» AUFGABENSTELLUNG: Schreiben Sie aus dem Text über investorengeführte Arztpraxen den Abschnitt von „Niedergelassene, freiberuflich tätige“ bis „Praxisketten zu verhindern.“ wortgetreu ab.

Was aber geschieht dann mit den medizinischen Spekulationsobjekten? Übliche Exit-Strategien wie der schnelle Weiterverkauf an neue Finanzinvestoren gehen zulasten der Daseinsvorsorge und des Solidarsystems. Letzteres ist sogar in doppelter Hinsicht gefährdet, denn hinter Medizinischen Versorgungszentren stehen häufig internationale Unternehmen, wodurch dem Fiskus Millionen entgehen.

Gastbeitrag Patientenwohl
Dr. Philipp Schlechtweg © Tuan Truong.

Orientierungshilfe absolut nötig

Drohende Versorgungsengpässe werden oft von inhabergeführten Praxen aufgefangen – allen voran in ruralen Gebieten. Dort sind Ärzte selbst Eigentümer und können frei Entscheidungen im Sinne des Patientenwohles treffen, ohne den Druck von Geldgebern. Aufgrund intransparenter Strukturen ist jedoch oftmals noch nicht einmal für Ärztekammern und Krankenkassen ersichtlich, wer hinter einer Praxis steckt. Aktuell gibt es weder eine Kennzeichnungspflicht noch ein öffentliches Register, das etwa Private- Equity-Praxen inklusive Kapitalgeber listet. Entsprechend bleibt häufig keine andere Option, als direkt bei der Praxis nachzufragen, ob sie inhaber- oder investorengeführt ist. Alternativ dazu bieten Verbände inhabergeführter Praxen eine erste Orientierung. So pflegt etwa die Radiologie Initiative Bayern ein Verzeichnis ihrer unabhängigen Mitglieder.

Was der Gesetzgeber jetzt tun sollte

Niedergelassene, freiberuflich tätige Ärzte müssen als Goldstandard ambulanter Versorgung geschützt werden. Hier ist die Politik gefragt: Neben der Schaffung von Transparenz bedeutet das eine Anpassung der gesetzlichen Vorgaben zur Bildung von Medizinischen Versorgungszentren, sodass die Mehrheit der Gesellschaftsanteile und Stimmrechte der Trägergesellschaft bei Vertragsärzten liegt. Zudem sollte die Zahl der Arztsitze in von Krankenhäusern gegründeten Medizinischen Versorgungszentren auf einen bestimmten Prozentsatz der Bedarfsplanung beschränkt und die Möglichkeit eines planungsbereichsübergreifenden Erwerbs von Arztstellen gestrichen werden. Daneben gilt es die Freiberuflichkeit zu stärken und eine marktbeherrschende Stellung von investorengeführten Praxisketten zu verhindern.

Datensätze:
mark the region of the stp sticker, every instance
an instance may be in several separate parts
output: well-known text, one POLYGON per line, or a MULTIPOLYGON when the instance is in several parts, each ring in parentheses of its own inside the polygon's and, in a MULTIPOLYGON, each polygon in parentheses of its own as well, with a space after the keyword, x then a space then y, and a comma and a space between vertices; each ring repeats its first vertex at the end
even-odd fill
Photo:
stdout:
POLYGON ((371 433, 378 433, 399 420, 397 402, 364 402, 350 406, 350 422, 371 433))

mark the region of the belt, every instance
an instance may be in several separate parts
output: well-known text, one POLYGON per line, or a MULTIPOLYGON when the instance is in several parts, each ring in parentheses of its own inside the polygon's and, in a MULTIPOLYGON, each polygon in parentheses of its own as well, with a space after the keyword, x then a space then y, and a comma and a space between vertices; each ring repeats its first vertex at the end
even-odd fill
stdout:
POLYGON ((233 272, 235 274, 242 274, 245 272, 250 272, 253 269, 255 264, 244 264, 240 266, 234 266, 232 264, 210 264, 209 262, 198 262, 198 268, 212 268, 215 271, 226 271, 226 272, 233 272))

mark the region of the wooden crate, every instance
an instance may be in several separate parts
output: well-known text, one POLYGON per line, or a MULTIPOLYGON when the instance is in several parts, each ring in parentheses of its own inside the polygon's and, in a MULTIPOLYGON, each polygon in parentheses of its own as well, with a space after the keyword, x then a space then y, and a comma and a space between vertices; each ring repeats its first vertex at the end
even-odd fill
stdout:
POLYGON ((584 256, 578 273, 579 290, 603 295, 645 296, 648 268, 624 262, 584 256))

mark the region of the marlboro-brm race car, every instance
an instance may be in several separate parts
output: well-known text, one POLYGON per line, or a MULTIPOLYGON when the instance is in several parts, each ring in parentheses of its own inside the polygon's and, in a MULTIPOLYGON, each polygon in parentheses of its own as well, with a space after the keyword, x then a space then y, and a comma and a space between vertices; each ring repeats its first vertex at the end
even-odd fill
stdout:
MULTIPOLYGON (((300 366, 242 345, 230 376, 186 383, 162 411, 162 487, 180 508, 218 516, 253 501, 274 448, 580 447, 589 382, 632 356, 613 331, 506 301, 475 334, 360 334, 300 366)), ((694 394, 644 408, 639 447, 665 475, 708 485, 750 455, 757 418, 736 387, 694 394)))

» LÖSUNG DER AUFGABE:
Niedergelassene, freiberuflich tätige Ärzte müssen als Goldstandard ambulanter Versorgung geschützt werden. Hier ist die Politik gefragt: Neben der Schaffung von Transparenz bedeutet das eine Anpassung der gesetzlichen Vorgaben zur Bildung von Medizinischen Versorgungszentren, sodass die Mehrheit der Gesellschaftsanteile und Stimmrechte der Trägergesellschaft bei Vertragsärzten liegt. Zudem sollte die Zahl der Arztsitze in von Krankenhäusern gegründeten Medizinischen Versorgungszentren auf einen bestimmten Prozentsatz der Bedarfsplanung beschränkt und die Möglichkeit eines planungsbereichsübergreifenden Erwerbs von Arztstellen gestrichen werden. Daneben gilt es die Freiberuflichkeit zu stärken und eine marktbeherrschende Stellung von investorengeführten Praxisketten zu verhindern.